INSTRUCTION:
Reproduce each of the following rows verbatim, with no changes of any kind.
— START OF GIVEN RECORDS —
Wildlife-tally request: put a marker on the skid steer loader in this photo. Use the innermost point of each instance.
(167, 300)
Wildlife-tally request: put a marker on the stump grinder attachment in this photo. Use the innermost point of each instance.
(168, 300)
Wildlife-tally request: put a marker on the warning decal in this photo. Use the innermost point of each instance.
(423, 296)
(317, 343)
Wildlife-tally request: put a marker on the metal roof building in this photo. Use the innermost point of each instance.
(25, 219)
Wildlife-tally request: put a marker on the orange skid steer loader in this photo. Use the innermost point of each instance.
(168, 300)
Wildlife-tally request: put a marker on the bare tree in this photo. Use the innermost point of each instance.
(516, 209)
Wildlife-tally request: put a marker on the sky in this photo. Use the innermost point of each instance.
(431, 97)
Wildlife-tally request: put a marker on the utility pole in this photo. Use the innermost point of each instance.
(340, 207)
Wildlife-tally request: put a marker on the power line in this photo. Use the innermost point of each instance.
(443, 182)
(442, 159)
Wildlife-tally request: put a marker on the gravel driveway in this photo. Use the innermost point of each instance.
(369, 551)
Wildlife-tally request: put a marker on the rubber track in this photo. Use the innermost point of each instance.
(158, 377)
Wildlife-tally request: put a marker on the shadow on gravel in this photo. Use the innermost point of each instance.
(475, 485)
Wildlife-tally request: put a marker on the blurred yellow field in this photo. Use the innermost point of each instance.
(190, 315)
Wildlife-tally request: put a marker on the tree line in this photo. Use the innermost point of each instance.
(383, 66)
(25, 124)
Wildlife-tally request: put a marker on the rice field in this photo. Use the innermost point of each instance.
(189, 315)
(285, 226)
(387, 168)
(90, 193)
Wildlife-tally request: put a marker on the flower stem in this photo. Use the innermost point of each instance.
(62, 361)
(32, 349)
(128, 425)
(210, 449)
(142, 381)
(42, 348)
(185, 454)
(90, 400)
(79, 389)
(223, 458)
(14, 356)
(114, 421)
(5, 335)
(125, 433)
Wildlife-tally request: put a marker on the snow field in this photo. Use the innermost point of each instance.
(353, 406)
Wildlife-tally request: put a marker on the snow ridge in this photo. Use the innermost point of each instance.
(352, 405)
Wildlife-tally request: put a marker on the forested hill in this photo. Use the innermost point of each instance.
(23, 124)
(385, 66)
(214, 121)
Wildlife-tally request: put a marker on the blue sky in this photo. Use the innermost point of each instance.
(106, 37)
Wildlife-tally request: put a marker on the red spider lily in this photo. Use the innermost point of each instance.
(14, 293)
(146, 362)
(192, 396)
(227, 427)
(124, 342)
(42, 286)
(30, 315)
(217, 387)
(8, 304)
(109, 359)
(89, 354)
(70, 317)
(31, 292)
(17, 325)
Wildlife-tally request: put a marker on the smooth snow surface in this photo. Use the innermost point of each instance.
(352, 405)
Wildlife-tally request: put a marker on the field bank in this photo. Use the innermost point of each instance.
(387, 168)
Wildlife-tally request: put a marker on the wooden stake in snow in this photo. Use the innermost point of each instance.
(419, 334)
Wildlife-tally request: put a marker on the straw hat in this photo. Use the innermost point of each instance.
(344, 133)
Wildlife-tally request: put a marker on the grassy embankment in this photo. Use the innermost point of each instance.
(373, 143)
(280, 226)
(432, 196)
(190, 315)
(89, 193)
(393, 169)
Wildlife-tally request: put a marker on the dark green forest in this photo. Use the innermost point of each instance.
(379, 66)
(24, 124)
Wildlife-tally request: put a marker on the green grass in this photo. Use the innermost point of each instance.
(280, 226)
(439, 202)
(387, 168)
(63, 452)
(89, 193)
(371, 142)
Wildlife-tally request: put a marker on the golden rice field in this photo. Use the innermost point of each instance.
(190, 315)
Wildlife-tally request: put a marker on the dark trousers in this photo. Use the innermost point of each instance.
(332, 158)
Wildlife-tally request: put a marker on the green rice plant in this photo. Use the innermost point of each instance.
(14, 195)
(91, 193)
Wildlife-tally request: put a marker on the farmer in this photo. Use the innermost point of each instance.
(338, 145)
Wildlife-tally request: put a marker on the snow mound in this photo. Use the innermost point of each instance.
— END OF GIVEN RECORDS —
TASK ANSWER:
Wildlife-tally request: put a marker on the skid steer loader in this photo. Use the innermost point of each instance.
(167, 300)
Wildlife-tally request: put a marker on the stump grinder attachment in this photo. Use the innermost point of each instance.
(168, 300)
Wildlife-tally request: put a marker on the warning decal in this photo. Use the innermost point of each instance.
(423, 296)
(317, 343)
Wildlife-tally request: put a marker on the metal roof building in this photo. Use the innermost point of each instance.
(25, 219)
Wildlife-tally request: put a marker on the orange skid steer loader in this photo. Use the innermost point of each instance.
(168, 300)
Wildlife-tally request: put a marker on the bare tree in this photo. Use the innermost point of each instance.
(516, 209)
Wildlife-tally request: put a marker on the sky in this photo. Use the innermost point of each instance.
(431, 97)
Wildlife-tally request: put a marker on the utility pole in this photo. Use the innermost point of each instance.
(340, 207)
Wildlife-tally request: put a marker on the power line in this photo. Use the innermost point of each instance.
(443, 182)
(442, 159)
Wildlife-tally request: put a marker on the gravel driveway in this photo. Use the innermost point of each instance.
(369, 551)
Wildlife-tally request: put a marker on the rubber track in this photo. Use the innermost point of each instance.
(158, 377)
Wildlife-tally request: put a marker on the shadow on gravel in this photo. Use the innermost point of each instance.
(475, 485)
Wildlife-tally request: put a marker on the blurred yellow field in this photo. Use the innermost point of each instance.
(190, 315)
Wildlife-tally request: put a marker on the tree line in this photo. Use the innermost point of each instance.
(383, 66)
(25, 124)
Wildlife-tally request: put a marker on the rice field in this photo. Use the innermost point of each instance.
(189, 315)
(285, 226)
(387, 168)
(90, 193)
Wildlife-tally request: put a marker on the flower stem in this photo. Use the innermost point of each instance.
(62, 361)
(32, 349)
(128, 425)
(210, 449)
(142, 381)
(42, 348)
(185, 454)
(90, 400)
(79, 389)
(223, 458)
(14, 356)
(114, 421)
(5, 335)
(125, 433)
Wildlife-tally request: put a marker on the snow field in this photo. Use the innermost point of each instance.
(353, 406)
Wildlife-tally request: put a marker on the snow ridge in this photo. Use the innermost point of each instance.
(352, 405)
Wildlife-tally request: put a marker on the forested hill in this photo. Use the innermost point of each instance.
(23, 124)
(385, 66)
(214, 121)
Wildlife-tally request: put a marker on the blue sky in this photo. Use the innermost point of each instance.
(106, 37)
Wildlife-tally request: put a marker on the red spider lily in this photo. Use the innermost point of each instance.
(14, 293)
(146, 362)
(192, 396)
(227, 427)
(124, 342)
(42, 286)
(30, 315)
(217, 387)
(8, 304)
(109, 359)
(89, 354)
(70, 317)
(31, 292)
(17, 325)
Wildlife-tally request: put a marker on the smooth snow surface in this photo. Use the innermost point of each instance.
(352, 405)
Wildlife-tally request: put a marker on the field bank in this photo. Use the innermost point of each instance.
(387, 168)
Wildlife-tally request: put a marker on the wooden stake in snow in this photo. Use the innermost point of each instance.
(419, 334)
Wildlife-tally request: put a marker on the straw hat in this photo. Use the innermost point of each instance.
(344, 133)
Wildlife-tally request: put a marker on the grassy embankment in this photo. Use the innermost point of each instance.
(373, 143)
(280, 226)
(432, 196)
(190, 315)
(89, 193)
(393, 169)
Wildlife-tally request: put a marker on the dark green forest in this photo. Use the innermost point of each instance.
(379, 66)
(24, 124)
Wildlife-tally request: put a marker on the green grass in this photo. Use the innermost point of each instance.
(280, 226)
(439, 202)
(387, 168)
(63, 452)
(89, 193)
(371, 142)
Wildlife-tally request: put a marker on the golden rice field in this photo. Use the innermost point of each instance.
(190, 315)
Wildlife-tally request: put a marker on the dark trousers in this photo. Use the innermost point of each instance.
(332, 158)
Wildlife-tally request: put a marker on the green rice plant in this photo. Use the innermost point of each instance.
(14, 195)
(91, 193)
Wildlife-tally request: put a marker on the farmer in this photo. Use the innermost point of each instance.
(338, 145)
Wildlife-tally request: put a marker on the snow mound in this photo. Use the innermost point of each instance.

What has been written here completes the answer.